* _Exercise set_
a) Say whether each statement agrees with the passage about Maggy, answering yes or no and quoting the exact words of the passage that decide it: (i) Maggy trained to be a nurse as a young adult; (ii) Maggy began working for an HIV clinic in Melbourne in 1990; (iii) Maggy obtained a Diploma of Education.
b) List every place the passage about Maggy names as a location of her HIV training projects across the Asia-Pacific.
c) Write out everything in the passage about Maggy from "She first began" down to "in the 1980s.", substituting "carer" for "nurse" each time it occurs.

[Opening Exercise passage section]

She first began while at school and then in university, in the 1970s.
“I’ve volunteered for ever… for years and years,” she says.
“I’m one of those people.”
At the time she began the volunteering journey, she didn’t know it would take her around the world.
Finding the passion and caring for others
As a young adult, Maggy trained to be a nurse, before moving to the UK for work and volunteering with an HIV support service, in the 1980s.
Amidst a surge in cases there was low public awareness about the virus, and Maggy wanted to help reduce the stigma.
Through that work, she discovered a passion for teaching and obtained a Diploma of Education.
Maggy began working for an HIV clinic in Sydney in 1990, where she trained teams of information line volunteers.
She also traveled around New South Wales as a nurse educator.
Sharing the knowledge
Maggy went on to work for the HIV clinic in a variety of roles for more than 30 years.
During that time, she worked on HIV training projects across the Asia-Pacific, including Thailand, Indonesia, Cambodia, Tonga, Samoa, Fiji and the Solomon Islands.

[Closing Exercise passage section]
[Opening Data extract section]

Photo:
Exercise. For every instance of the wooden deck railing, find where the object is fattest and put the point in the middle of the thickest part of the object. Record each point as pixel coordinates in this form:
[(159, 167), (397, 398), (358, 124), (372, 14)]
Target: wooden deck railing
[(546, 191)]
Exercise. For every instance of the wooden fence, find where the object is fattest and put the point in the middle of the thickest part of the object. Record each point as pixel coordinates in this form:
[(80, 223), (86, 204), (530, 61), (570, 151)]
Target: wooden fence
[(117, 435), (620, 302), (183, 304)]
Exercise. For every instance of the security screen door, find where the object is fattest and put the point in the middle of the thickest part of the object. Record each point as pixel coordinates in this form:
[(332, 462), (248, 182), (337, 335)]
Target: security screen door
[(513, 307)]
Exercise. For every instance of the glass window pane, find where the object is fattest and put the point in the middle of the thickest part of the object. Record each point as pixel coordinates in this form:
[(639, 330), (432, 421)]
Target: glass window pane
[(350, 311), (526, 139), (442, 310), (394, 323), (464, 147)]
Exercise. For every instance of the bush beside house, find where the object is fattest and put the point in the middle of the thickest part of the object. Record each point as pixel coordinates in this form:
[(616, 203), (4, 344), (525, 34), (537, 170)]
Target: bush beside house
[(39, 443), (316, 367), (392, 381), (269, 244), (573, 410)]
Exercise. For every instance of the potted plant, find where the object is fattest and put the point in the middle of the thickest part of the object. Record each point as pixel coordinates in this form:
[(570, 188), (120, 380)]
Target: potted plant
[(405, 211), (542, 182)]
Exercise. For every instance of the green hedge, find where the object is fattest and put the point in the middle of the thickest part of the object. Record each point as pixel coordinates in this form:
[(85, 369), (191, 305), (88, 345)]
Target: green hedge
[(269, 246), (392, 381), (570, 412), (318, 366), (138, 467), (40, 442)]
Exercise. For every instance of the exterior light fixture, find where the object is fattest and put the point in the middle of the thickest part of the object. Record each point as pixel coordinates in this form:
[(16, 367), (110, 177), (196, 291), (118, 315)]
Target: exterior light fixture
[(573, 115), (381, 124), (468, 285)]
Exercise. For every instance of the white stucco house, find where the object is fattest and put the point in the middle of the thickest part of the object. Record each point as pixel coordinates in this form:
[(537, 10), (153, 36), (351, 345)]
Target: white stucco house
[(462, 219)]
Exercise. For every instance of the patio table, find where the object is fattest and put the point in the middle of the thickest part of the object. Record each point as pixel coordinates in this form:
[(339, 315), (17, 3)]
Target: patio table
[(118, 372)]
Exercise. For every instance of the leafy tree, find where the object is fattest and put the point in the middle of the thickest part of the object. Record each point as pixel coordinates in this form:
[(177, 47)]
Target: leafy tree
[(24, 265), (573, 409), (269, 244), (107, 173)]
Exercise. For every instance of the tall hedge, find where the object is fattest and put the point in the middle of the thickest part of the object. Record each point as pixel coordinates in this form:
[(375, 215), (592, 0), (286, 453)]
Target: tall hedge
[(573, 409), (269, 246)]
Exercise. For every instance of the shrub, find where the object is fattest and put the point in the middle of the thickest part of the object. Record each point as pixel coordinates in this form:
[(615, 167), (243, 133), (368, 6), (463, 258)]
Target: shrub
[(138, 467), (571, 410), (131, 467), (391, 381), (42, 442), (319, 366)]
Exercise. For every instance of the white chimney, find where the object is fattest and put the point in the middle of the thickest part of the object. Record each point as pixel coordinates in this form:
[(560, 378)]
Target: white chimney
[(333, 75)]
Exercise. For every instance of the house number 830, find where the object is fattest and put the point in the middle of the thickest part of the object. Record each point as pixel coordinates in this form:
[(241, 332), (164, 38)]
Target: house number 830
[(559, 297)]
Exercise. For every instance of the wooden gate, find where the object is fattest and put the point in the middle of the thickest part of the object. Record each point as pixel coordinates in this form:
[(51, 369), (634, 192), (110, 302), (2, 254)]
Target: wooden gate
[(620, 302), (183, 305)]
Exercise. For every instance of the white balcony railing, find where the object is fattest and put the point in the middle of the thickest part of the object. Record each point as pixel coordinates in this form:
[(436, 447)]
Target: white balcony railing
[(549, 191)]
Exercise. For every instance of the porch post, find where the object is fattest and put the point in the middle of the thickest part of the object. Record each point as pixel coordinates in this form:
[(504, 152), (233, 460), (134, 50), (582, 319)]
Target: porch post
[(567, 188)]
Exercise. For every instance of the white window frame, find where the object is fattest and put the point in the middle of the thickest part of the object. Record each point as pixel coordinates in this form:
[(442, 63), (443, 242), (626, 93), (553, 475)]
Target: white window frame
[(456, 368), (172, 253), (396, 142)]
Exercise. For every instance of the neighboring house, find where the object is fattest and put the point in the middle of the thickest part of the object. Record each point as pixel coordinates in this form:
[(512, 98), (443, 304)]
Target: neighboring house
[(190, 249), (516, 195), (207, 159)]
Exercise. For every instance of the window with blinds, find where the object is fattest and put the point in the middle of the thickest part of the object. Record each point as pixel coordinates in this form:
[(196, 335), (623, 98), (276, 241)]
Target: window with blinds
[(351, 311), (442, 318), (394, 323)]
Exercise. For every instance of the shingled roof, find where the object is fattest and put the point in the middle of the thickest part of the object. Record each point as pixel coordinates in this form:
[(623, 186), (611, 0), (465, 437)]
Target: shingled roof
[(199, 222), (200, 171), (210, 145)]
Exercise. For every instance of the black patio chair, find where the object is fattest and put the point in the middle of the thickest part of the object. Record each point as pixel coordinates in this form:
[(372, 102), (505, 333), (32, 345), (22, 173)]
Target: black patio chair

[Closing Data extract section]

* _Responses in order_
a)
(i) Yes: "As a young adult, Maggy trained to be a nurse"
(ii) No: "Maggy began working for an HIV clinic in Sydney in 1990"
(iii) Yes: "obtained a Diploma of Education"

b) Thailand, Indonesia, Cambodia, Tonga, Samoa, Fiji, the Solomon Islands

c)
She first began while at school and then in university, in the 1970s.
“I’ve volunteered for ever… for years and years,” she says.
“I’m one of those people.”
At the time she began the volunteering journey, she didn’t know it would take her around the world.
Finding the passion and caring for others
As a young adult, Maggy trained to be a carer, before moving to the UK for work and volunteering with an HIV support service, in the 1980s.